RECORDS SUPPLIED:
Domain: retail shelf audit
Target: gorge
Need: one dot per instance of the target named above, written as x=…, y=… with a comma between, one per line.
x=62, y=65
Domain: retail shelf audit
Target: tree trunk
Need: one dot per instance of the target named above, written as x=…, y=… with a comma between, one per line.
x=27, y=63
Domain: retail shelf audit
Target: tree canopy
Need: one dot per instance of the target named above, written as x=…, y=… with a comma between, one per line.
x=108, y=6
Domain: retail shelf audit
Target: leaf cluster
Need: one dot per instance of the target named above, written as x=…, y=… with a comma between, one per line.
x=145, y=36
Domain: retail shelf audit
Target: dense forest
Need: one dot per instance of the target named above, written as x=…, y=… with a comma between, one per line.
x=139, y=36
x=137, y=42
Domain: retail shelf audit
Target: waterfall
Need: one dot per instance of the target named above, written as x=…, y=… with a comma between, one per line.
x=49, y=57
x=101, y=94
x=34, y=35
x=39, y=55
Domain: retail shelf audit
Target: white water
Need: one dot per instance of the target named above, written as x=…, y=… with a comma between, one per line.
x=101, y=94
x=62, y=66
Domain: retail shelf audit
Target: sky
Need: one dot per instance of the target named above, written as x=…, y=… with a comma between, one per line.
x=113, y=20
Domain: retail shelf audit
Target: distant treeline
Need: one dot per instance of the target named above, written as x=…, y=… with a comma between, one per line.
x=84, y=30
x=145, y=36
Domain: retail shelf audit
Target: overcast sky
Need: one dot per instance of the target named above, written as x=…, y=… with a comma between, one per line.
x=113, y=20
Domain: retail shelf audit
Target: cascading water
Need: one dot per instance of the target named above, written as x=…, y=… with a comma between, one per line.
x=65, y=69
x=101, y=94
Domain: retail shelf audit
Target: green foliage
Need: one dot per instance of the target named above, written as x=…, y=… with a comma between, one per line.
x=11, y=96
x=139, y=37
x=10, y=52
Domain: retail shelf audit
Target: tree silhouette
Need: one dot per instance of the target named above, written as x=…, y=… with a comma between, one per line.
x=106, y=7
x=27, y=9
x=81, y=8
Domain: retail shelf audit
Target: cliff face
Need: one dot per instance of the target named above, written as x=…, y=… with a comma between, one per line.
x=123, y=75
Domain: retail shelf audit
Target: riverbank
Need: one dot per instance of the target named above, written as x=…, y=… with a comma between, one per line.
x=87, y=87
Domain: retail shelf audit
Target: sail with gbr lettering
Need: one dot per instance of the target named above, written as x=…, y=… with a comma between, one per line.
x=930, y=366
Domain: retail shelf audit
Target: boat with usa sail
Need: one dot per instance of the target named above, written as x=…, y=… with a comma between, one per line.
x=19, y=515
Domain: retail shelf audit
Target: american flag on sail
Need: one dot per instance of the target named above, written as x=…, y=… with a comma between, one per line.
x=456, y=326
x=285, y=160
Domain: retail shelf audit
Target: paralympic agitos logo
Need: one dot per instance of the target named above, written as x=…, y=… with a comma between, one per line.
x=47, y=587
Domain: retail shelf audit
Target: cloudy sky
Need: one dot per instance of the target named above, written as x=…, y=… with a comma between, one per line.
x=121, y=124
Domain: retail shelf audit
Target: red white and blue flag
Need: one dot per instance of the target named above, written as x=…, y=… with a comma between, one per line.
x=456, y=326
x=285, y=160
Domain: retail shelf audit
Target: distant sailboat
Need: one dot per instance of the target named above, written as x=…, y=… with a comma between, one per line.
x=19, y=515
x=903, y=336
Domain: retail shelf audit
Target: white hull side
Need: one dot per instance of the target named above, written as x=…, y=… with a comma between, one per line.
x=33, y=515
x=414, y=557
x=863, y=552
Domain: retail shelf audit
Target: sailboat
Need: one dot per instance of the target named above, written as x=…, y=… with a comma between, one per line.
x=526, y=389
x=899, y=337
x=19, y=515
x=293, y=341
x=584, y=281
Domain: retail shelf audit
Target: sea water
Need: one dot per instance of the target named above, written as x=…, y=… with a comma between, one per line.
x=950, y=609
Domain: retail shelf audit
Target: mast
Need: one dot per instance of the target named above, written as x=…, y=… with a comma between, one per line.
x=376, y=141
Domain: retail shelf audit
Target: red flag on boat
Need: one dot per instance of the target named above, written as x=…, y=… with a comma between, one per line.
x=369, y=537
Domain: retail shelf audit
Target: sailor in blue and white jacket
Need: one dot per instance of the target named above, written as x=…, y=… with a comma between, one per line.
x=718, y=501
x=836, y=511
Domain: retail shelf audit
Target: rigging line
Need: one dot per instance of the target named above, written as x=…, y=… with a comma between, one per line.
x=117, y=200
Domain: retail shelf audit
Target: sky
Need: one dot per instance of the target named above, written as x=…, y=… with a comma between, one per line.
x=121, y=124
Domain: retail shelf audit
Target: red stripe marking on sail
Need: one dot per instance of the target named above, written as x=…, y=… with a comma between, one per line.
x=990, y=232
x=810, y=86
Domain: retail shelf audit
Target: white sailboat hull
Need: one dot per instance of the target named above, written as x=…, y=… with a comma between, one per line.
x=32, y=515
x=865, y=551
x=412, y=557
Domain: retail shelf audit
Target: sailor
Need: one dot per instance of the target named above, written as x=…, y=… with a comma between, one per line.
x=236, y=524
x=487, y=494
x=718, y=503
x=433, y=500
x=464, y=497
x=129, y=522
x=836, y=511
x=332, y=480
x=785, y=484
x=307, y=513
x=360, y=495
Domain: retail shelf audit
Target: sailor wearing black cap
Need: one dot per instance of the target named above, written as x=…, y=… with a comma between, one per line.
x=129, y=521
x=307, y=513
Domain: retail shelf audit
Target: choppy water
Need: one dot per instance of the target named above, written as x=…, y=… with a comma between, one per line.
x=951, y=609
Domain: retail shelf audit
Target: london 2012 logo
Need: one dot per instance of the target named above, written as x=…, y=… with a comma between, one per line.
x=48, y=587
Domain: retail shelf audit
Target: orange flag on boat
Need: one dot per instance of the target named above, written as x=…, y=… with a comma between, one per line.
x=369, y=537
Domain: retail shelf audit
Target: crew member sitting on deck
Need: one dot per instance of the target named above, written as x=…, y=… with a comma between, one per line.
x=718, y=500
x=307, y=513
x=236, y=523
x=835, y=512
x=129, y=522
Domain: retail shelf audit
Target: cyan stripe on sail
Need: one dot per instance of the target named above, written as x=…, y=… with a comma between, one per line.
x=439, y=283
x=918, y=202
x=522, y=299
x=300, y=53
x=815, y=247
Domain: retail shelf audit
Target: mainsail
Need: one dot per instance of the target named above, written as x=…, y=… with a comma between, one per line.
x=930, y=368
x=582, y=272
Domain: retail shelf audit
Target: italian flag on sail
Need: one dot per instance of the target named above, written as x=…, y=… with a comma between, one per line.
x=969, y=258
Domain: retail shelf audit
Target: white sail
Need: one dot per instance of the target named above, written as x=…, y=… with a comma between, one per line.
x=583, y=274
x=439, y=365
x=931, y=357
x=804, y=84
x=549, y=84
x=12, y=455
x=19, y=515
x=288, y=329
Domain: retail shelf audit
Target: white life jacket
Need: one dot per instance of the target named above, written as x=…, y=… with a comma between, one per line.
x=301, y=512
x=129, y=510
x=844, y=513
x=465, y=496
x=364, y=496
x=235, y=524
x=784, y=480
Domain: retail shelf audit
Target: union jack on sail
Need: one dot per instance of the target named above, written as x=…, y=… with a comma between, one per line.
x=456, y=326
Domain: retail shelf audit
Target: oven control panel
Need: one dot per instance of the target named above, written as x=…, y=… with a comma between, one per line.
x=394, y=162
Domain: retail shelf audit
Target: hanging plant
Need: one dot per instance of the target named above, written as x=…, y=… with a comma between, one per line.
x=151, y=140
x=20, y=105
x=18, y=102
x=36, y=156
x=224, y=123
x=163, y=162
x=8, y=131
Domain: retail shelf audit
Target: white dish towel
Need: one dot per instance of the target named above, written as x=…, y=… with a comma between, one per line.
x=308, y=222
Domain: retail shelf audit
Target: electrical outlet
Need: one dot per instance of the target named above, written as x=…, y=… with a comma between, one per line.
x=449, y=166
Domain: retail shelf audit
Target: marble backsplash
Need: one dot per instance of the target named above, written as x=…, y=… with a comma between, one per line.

PROBLEM TO WORK ON: An exact copy of the data is needed, running from its first line through the line that holds "Target: cascading water", and nothing beyond that.

REPLY TO THE EXERCISE:
Domain: retail shelf audit
Target: gorge
Need: one dot per instance of the target named above, written as x=…, y=… with a comma between, one per line.
x=62, y=65
Domain: retail shelf audit
Target: tree trunk
Need: one dot per instance of the target named above, written as x=…, y=… with a comma between, one per line.
x=27, y=63
Domain: retail shelf audit
Target: tree canopy
Need: one dot per instance of the target named above, written as x=…, y=… with a comma between, one per line.
x=108, y=6
Domain: retail shelf audit
Target: leaf cluster
Need: one dot per instance of the target named above, written as x=…, y=… with a comma between, one per line.
x=145, y=36
Domain: retail shelf audit
Target: dense forest
Need: one dot per instance of the target named above, written as x=…, y=… with a comma between, one per line.
x=139, y=36
x=137, y=42
Domain: retail shelf audit
Target: waterfall
Need: one dot per instance of the target named above, written as x=…, y=… with a comma between, one per line.
x=49, y=57
x=101, y=94
x=34, y=35
x=39, y=55
Domain: retail shelf audit
Target: white water
Need: one dot per instance of the target named above, written as x=…, y=… with a comma between, one per line.
x=101, y=94
x=62, y=66
Domain: retail shelf audit
Target: sky
Need: one dot per instance of the target named above, written as x=…, y=… with a comma between, one per line.
x=113, y=20
Domain: retail shelf audit
Target: distant treeline
Need: one dot per instance of the target named above, written as x=…, y=… with a comma between, one per line.
x=84, y=30
x=145, y=36
Domain: retail shelf audit
Target: overcast sky
Need: one dot per instance of the target named above, written as x=…, y=… with a comma between, one per line.
x=113, y=20
Domain: retail shelf audit
Target: cascading water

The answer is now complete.